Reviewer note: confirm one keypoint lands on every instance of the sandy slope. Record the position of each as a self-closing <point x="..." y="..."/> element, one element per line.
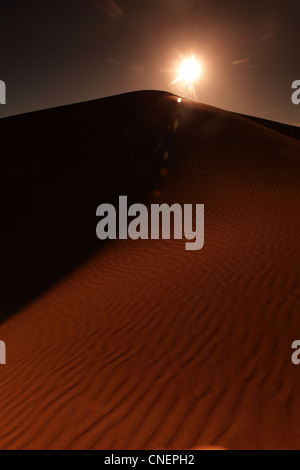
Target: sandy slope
<point x="146" y="345"/>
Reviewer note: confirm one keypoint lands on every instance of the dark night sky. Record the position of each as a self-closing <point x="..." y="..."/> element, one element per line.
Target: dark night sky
<point x="64" y="51"/>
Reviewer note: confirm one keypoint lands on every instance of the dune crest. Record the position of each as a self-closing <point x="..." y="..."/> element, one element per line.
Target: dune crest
<point x="141" y="344"/>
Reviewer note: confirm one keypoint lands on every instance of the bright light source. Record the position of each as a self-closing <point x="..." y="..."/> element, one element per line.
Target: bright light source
<point x="190" y="70"/>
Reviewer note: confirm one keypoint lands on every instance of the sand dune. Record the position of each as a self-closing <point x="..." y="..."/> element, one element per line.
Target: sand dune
<point x="141" y="344"/>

• [WRITTEN INSTRUCTION]:
Render the full listing above as a JSON list of strings, with one string per line and blank lines left out. Omit the pictures.

• [THE RESULT]:
[
  "Reviewer note: confirm one keypoint lands on every instance of the sandy slope. Record the position of each as a self-closing <point x=\"...\" y=\"...\"/> element, one element per line.",
  "Target: sandy slope",
  "<point x=\"146\" y=\"345\"/>",
  "Reviewer note: confirm one keypoint lands on every instance of the dark night sky. Record the position of each as a self-closing <point x=\"...\" y=\"...\"/> element, one element per line.",
  "Target: dark night sky",
  "<point x=\"64\" y=\"51\"/>",
  "Reviewer note: confirm one keypoint lands on every instance of the dune crest. Record the position of each as a self-closing <point x=\"...\" y=\"...\"/> element, one element per line.",
  "Target: dune crest",
  "<point x=\"141\" y=\"344\"/>",
  "Reviewer note: confirm one keypoint lands on every instance of the bright light source. Record the position of each as a self-closing <point x=\"...\" y=\"...\"/> element, one element per line.",
  "Target: bright light source",
  "<point x=\"190\" y=\"70\"/>",
  "Reviewer note: confirm one keypoint lands on every instance of the sand dune. Record the position of each as a self-closing <point x=\"...\" y=\"...\"/> element, one element per line.",
  "Target: sand dune",
  "<point x=\"141\" y=\"344\"/>"
]